§ WHAT IS NEEDED
Look over the entries that follow and work out how many lines contain "positive". State the number only.

***** DATA RECORDS

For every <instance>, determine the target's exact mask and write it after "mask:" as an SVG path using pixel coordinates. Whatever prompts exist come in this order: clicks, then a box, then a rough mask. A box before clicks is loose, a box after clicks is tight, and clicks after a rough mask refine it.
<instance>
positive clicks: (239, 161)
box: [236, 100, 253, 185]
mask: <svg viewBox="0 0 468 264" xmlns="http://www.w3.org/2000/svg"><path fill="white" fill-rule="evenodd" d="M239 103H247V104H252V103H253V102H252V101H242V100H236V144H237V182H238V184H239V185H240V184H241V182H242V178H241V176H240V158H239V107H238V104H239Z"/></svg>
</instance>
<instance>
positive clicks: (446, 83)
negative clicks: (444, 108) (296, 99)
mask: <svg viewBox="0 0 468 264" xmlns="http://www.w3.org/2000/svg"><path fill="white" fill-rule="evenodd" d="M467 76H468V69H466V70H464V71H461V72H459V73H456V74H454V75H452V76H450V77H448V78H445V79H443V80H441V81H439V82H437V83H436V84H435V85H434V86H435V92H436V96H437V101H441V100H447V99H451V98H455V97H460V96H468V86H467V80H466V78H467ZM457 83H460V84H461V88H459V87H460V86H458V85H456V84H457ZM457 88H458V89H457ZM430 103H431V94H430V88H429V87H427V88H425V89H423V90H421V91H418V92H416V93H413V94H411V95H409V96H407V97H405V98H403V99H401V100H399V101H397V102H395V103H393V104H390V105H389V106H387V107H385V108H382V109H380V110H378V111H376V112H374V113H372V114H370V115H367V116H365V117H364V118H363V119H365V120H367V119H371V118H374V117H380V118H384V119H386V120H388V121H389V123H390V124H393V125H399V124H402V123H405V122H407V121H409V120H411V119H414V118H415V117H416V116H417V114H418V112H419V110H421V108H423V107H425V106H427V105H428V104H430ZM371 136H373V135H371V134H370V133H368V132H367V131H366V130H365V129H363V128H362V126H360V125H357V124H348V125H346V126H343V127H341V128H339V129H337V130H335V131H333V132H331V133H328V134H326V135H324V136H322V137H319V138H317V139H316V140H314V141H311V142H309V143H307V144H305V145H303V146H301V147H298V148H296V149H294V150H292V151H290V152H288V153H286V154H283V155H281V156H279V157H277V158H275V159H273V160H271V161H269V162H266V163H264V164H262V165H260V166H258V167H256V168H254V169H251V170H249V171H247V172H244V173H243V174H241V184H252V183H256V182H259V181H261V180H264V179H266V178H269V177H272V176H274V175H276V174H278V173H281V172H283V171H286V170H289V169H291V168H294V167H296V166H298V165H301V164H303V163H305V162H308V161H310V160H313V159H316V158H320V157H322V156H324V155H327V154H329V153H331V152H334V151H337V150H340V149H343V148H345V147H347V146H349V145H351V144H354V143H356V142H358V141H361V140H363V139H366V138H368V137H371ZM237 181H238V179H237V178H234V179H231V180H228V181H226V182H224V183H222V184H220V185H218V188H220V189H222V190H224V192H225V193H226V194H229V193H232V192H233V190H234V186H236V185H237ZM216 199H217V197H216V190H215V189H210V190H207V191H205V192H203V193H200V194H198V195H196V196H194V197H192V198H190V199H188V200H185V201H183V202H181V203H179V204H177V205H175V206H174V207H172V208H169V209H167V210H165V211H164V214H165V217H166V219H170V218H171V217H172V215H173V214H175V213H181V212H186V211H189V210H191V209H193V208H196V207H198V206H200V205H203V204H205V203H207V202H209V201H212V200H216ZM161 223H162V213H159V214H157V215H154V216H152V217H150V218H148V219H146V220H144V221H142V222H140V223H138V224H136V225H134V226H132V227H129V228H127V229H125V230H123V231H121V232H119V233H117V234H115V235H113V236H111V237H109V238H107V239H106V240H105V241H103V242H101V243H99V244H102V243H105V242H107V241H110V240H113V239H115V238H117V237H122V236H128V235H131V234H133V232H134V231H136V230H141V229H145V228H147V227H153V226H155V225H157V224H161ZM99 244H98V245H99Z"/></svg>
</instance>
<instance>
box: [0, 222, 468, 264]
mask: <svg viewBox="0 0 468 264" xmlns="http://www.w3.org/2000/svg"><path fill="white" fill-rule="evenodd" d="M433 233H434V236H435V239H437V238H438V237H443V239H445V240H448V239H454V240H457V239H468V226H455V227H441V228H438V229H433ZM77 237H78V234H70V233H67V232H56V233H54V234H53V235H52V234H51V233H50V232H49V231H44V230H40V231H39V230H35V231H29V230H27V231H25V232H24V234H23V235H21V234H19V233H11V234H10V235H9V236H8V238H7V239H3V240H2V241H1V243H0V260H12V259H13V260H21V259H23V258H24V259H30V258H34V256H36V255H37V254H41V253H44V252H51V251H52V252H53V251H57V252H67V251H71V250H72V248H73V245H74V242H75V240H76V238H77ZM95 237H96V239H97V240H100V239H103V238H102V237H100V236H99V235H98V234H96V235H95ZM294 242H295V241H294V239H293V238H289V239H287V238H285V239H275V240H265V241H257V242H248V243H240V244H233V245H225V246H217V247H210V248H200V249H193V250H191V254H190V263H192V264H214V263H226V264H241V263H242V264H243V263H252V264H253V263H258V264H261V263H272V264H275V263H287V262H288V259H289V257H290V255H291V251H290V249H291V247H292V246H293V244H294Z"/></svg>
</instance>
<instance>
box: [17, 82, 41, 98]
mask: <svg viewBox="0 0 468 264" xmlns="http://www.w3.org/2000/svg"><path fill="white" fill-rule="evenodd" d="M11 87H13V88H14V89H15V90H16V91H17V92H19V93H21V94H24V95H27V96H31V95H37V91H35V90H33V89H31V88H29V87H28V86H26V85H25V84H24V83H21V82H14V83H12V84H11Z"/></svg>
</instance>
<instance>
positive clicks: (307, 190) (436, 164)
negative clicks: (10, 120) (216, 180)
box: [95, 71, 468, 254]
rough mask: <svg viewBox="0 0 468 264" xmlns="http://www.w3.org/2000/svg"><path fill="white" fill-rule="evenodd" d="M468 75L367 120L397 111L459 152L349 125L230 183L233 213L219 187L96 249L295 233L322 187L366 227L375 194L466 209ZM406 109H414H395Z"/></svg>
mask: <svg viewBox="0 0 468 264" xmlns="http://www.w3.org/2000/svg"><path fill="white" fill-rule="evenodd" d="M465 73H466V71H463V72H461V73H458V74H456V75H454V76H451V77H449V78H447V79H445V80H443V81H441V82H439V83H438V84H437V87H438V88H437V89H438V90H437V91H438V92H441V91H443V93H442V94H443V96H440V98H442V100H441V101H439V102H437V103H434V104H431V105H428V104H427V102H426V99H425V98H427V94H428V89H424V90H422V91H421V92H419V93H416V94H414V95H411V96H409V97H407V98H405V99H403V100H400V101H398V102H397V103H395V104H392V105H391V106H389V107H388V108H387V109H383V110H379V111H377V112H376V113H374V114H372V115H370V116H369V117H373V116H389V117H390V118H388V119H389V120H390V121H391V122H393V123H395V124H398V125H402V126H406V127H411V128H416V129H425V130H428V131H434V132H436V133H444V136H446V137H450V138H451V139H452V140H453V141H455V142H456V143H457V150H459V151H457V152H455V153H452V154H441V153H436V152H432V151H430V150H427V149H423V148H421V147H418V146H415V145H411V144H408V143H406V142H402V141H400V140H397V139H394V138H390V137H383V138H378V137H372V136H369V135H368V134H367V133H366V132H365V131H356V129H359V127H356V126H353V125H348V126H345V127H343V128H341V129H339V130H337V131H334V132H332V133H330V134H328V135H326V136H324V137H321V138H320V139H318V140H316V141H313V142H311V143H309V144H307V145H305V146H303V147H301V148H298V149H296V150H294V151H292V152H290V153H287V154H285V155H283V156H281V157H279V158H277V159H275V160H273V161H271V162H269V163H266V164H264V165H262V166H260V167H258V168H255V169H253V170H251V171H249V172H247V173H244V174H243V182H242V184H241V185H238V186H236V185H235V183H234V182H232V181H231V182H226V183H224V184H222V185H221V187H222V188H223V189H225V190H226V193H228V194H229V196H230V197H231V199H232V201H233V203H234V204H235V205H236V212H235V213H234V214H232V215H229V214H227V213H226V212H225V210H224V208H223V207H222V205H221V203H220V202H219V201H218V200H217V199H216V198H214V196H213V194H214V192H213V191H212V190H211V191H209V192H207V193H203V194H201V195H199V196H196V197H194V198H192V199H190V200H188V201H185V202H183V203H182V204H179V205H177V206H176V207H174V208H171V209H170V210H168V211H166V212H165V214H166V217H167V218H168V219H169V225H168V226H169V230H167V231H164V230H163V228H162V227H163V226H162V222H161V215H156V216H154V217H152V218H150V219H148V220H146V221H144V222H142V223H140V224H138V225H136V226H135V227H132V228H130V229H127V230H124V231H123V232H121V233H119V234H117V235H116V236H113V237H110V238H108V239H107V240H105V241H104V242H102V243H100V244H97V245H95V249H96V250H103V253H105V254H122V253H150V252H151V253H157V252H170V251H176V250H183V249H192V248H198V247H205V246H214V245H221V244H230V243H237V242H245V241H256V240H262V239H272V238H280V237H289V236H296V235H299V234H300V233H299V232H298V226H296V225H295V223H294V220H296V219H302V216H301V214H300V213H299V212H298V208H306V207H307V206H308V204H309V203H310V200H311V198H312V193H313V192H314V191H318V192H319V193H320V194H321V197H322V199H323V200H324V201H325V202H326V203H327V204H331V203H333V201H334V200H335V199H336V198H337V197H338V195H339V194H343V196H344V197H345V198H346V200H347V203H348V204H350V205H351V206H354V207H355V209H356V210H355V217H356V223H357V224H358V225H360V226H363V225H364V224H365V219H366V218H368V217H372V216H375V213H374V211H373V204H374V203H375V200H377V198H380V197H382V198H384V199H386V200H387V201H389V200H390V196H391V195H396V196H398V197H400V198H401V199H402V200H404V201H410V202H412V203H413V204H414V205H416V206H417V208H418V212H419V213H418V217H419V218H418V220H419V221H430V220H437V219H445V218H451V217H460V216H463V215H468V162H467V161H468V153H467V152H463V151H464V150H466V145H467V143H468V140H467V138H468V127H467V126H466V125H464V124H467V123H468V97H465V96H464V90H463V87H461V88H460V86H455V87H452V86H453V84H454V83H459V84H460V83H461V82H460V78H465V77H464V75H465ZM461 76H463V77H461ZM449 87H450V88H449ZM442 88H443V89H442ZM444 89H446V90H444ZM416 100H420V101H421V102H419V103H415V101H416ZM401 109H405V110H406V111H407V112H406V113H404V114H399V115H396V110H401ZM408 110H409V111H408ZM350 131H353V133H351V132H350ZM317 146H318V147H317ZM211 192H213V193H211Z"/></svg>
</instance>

**********

§ PROBLEM SOLUTION
3